MATERIAL FOR THIS TASK:
+++
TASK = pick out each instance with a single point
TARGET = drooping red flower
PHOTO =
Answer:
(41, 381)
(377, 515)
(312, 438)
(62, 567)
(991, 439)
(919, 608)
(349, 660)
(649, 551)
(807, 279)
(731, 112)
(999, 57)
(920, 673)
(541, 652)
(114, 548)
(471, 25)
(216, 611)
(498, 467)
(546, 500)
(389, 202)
+++
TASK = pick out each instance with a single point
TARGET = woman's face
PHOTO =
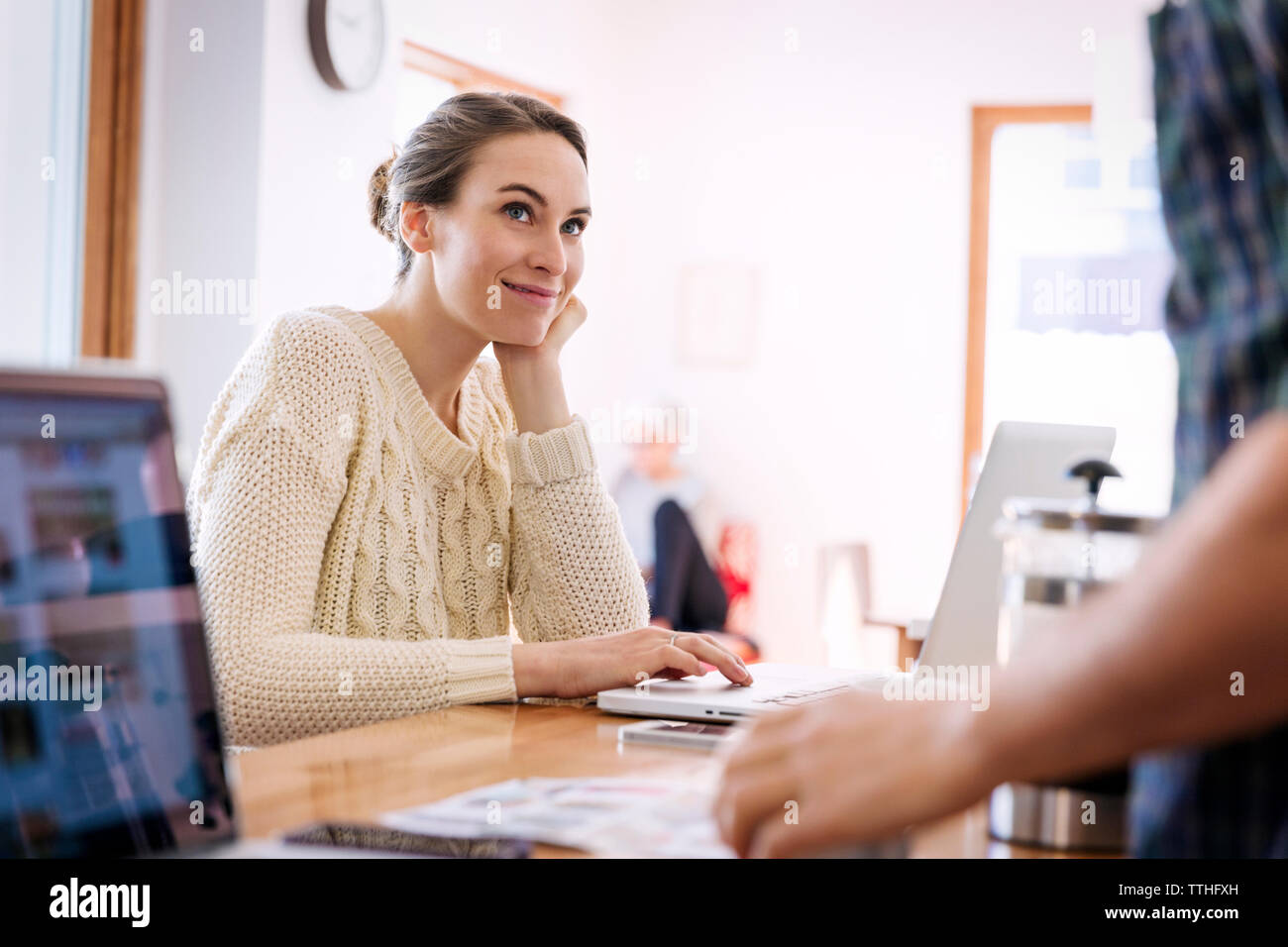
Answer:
+++
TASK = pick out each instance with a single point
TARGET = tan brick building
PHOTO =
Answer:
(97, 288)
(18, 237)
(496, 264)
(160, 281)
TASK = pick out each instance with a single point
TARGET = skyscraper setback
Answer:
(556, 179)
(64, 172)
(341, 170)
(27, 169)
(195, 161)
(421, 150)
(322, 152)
+++
DIRECTIONS:
From the material above, return every line that contains "TARGET".

TASK SOLUTION:
TARGET = drooping red flower
TARGET = woman's face
TARGET = tan brick building
TARGET = skyscraper setback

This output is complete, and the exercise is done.